— Document text —

══════════════════════════════

Summary
Is OpenCL support for the Mali-T628 (for example as found in the Exynos 5420 SoC on the Arndale Octa board) available? If so, how to set it up?
More details
According to the vendor, OpenCL should be supported, but the Arndale Octa Wiki does not state how this can be achieved.
I am using the latest Linaro developer build and installed Mali drivers that contain OpenCL libraries for Mali T604. According to this guide, the driver actually contains references to the Mali T628. So I tried to create the udev rule as specified, which is supposed to solve a permission problem with /dev/mali0, but I found that there is no /dev/mali0 on my installation at all. So my conclusion is that the driver indeed does not support T628.
When I execute a clinfo utility, clGetDeviceInfo returns CL_OUT_OF_HOST_MEMORY for some device properties. Why can I query the GPU for some characteristics, but does this fail for some others? When running a normal application, the same error appears when trying to create an OpenCL Context.
I was surprised to find this topic, where yoshi seems to have OpenCL working and can run benchmarks on his Arndale Octa board. How is this possible if there is no driver available? Or am I just missing something? I hope that you can help me to also establish a working OpenCL development environment.
UPDATE: I've taken a look at the kernels and sure enough apart from right at the end they only touch the VMUL and VADD units. The workload is purely vector add and multiply, and absolutely does not touch the scalar or dot units, so you can take that 17 FLOPS down to 8, and our peak realistic performance becomes:
8 FLOPS * 2 ALUs * 4 cores (in one core group, which is 1 CL device) * 0.533 = 34.112 GFLOPS peak realistic performance.
We're seeing 33.27 GFLOPS, which is 97.5% of peak realistic performance, so not too shabby.
Hi Bramv,
At the risk of beating a dead horse, by my math the peak throughput of the Mali T628 MP6 in the Arndale Octa is:
17 FLOPS * 2 ALUs per core * 6 cores * 0.533Ghz (i think this is the max frequency for this board?) = 108.732 GFLOPS. But, as those cores are distributed across 2 core groups (4+2) simply using the first device available will mean you're only running on 4 cores, so that comes down to 72.488GFLOPS. That's the peak possible throughput of the A pipes, if you were to just keep pumping instructions through it which perfectly exercise all the functional units. In the real world, where kernels tend not to map perfectly to the hardware, tend to include some LS activity, tends to try and load stuff not in the cache, bandwidth is finite etc, it is not expected that you will actually achieve this in real world use cases. Asking for peak flops is the wrong question if you're really interested in peak real world performance.

══════════════════════════════

— Instruction A —
In the forum thread on OpenCL for the Mali-T628, what does clGetDeviceInfo return for some device properties when clinfo runs?

— Raw data —
══════════════════════════════

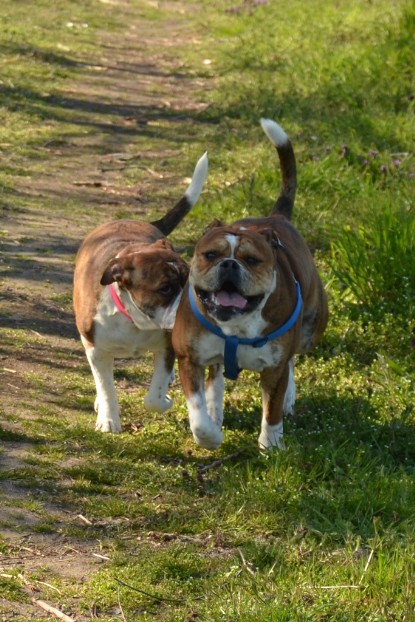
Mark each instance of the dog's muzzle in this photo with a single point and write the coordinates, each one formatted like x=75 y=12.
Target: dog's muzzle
x=228 y=299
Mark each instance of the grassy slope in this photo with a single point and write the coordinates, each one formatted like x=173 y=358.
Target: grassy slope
x=277 y=537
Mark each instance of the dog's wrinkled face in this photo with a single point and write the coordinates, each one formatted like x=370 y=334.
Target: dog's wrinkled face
x=233 y=270
x=154 y=276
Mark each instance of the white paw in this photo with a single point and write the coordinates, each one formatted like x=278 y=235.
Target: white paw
x=106 y=424
x=208 y=436
x=271 y=436
x=158 y=404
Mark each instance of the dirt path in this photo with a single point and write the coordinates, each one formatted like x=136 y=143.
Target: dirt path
x=121 y=96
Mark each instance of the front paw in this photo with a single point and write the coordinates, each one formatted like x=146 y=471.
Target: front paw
x=271 y=437
x=108 y=424
x=208 y=436
x=158 y=403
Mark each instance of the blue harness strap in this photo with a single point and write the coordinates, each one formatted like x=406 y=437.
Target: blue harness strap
x=232 y=341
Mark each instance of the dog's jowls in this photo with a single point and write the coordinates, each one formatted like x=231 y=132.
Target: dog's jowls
x=253 y=299
x=127 y=286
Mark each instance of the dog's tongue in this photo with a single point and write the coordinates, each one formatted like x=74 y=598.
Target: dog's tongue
x=231 y=299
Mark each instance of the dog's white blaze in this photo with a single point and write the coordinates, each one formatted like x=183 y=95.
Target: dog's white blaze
x=214 y=399
x=233 y=242
x=106 y=403
x=271 y=435
x=166 y=316
x=199 y=175
x=274 y=132
x=206 y=432
x=115 y=336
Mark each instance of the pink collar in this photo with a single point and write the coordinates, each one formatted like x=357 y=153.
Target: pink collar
x=118 y=302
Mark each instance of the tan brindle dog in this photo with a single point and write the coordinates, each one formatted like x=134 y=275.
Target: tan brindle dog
x=127 y=286
x=254 y=298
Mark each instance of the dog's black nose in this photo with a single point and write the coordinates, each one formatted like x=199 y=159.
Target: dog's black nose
x=229 y=265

══════════════════════════════

— Instruction B —
Please output, verbatim and without the pictures, the part of the records that opens at their start and closes with the line containing "x=154 y=276", including both ends.

— Complete output A —
CL_OUT_OF_HOST_MEMORY

— Complete output B —
Mark each instance of the dog's muzzle in this photo with a single point and write the coordinates, each one formatted like x=75 y=12.
Target: dog's muzzle
x=228 y=299
Mark each instance of the grassy slope in this photo with a single point and write the coordinates, each one formatted like x=173 y=358.
Target: grassy slope
x=277 y=537
Mark each instance of the dog's wrinkled face in this photo with a single point and write the coordinates, each one formatted like x=370 y=334.
Target: dog's wrinkled face
x=233 y=270
x=154 y=276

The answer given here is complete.